◆ **EXERCISE**
Nothing but the data itself, reproduced exactly, is the expected answer.

◆ **PROVIDED MATERIAL**
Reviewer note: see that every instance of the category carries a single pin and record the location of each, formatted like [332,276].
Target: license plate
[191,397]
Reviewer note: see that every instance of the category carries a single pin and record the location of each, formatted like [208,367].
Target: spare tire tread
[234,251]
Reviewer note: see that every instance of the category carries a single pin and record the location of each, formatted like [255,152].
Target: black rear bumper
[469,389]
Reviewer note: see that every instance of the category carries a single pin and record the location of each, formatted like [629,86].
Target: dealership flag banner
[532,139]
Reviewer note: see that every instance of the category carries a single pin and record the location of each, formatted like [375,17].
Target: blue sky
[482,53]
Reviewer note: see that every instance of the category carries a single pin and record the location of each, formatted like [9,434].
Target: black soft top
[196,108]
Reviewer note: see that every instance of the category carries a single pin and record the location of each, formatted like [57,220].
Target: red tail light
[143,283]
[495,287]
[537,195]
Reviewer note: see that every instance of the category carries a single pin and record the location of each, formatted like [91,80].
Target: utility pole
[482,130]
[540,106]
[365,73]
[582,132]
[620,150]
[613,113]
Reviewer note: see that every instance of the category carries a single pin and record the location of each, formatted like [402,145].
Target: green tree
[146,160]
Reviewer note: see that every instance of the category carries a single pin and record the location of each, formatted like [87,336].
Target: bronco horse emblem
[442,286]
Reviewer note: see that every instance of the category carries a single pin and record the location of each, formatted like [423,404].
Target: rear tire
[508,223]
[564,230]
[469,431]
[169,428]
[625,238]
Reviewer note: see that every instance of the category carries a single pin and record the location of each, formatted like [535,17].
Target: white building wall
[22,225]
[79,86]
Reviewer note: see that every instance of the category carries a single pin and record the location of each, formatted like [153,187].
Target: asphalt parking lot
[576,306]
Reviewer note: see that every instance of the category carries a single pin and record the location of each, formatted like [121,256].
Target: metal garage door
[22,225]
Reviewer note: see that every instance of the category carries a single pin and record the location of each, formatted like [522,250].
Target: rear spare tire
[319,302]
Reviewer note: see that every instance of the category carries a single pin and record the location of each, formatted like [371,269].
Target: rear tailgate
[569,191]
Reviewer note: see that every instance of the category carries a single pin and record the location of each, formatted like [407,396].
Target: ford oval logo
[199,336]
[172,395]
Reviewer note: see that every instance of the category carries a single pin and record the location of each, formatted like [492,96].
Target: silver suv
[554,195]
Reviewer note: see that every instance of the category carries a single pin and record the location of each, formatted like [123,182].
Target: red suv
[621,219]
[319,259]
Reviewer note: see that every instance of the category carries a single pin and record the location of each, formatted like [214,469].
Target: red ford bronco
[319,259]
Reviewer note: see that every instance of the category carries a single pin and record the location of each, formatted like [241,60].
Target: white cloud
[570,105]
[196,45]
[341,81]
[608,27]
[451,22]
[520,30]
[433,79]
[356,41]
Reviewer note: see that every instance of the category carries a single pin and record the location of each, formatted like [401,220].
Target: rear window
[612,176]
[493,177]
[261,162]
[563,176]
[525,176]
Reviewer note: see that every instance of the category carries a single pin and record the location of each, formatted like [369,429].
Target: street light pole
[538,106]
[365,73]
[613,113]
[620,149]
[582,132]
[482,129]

◆ **ANSWER TO THE PROBLEM**
Reviewer note: see that every instance of the category carries a single pin and record the location of each, formatted like [332,276].
Target: license plate
[191,397]
Reviewer note: see that every instance of the category carries a single pin and record the location of each, formatted like [208,367].
Target: spare tire tread
[234,251]
Reviewer note: see that every instance of the category carries a single pin and record the location of each, formatted like [255,152].
Target: black rear bumper
[469,389]
Reviewer note: see that every instance of the category carries a single pin and record the location of each, formatted like [629,86].
Target: dealership flag banner
[532,139]
Reviewer note: see that every instance of the category carries a single pin and record the location of each, formatted like [375,17].
Target: blue sky
[482,53]
Reviewer note: see that every instance of the category carries a single pin and record the location of each, formatted like [9,434].
Target: black soft top
[196,108]
Reviewer note: see that every instance of the category carries a single pin and record the location of each, formatted like [57,220].
Target: red tail light
[143,283]
[495,287]
[537,195]
Reviewer note: see that every instance of the category carries a single pin and record the location of each, formatted like [91,80].
Target: utility pole
[482,130]
[540,106]
[365,73]
[582,132]
[620,150]
[613,113]
Reviewer note: see that every instance of the category carries a single pin and record the location of each, formatted like [402,145].
Target: green tree
[146,160]
Reviewer note: see that every instance of the category carries a single pin and record the location of each, formatted like [87,336].
Target: bronco horse emblem
[442,286]
Reviewer note: see that every instance of the category carries a single pin and record the location of each, formatted like [423,404].
Target: rear tire
[508,223]
[564,230]
[469,431]
[169,428]
[625,238]
Reviewer note: see that every instance of the category carries a single pin and record the location of each, formatted like [535,17].
Target: white building wall
[22,225]
[79,86]
Reviewer note: see that every instance of the category carries a single pin and record the location of each, formatted like [153,187].
Target: asphalt parking lot
[576,306]
Reviewer note: see that every instance of the category carries a single pin and record the location of each, formatted like [121,256].
Target: metal garage door
[22,225]
Reviewer note: see that every instance of the category carries a single pin and record the location of each, formatted like [522,250].
Target: rear spare tire
[319,302]
Reviewer note: see that every instance of the category carries a single pin and record the location of each, formatted like [371,269].
Target: rear tailgate
[569,191]
Reviewer note: see that every instance of the category carries a single pin and record the location of each, formatted like [407,396].
Target: ford oval logo
[199,336]
[172,395]
Reviewer note: see that every instance of the category carries a single pin and record the location of each, formatted like [492,96].
Target: silver suv
[554,195]
Reviewer note: see that every instance of the category carries a single pin and record the location of each, formatted like [123,182].
Target: red suv
[621,219]
[319,259]
Reviewer note: see that every instance of the category carries a single pin and record the location of each, formatted like [214,469].
Target: red ford bronco
[319,259]
Reviewer note: see that every instance of the category carries a single pin and record the location of each, formatted like [241,60].
Target: white cloud
[570,105]
[196,45]
[341,81]
[608,27]
[451,22]
[520,30]
[433,79]
[356,41]
Reviewer note: see that every instance of the category carries a single pin and record the location of each, formatted like [401,220].
Target: rear window
[612,176]
[493,177]
[261,162]
[563,176]
[525,176]
Reviewer note: see that every instance of the category carries a single pin and record the location of each, formatted like [369,429].
Target: street light pole
[538,106]
[365,73]
[613,113]
[620,149]
[582,132]
[482,129]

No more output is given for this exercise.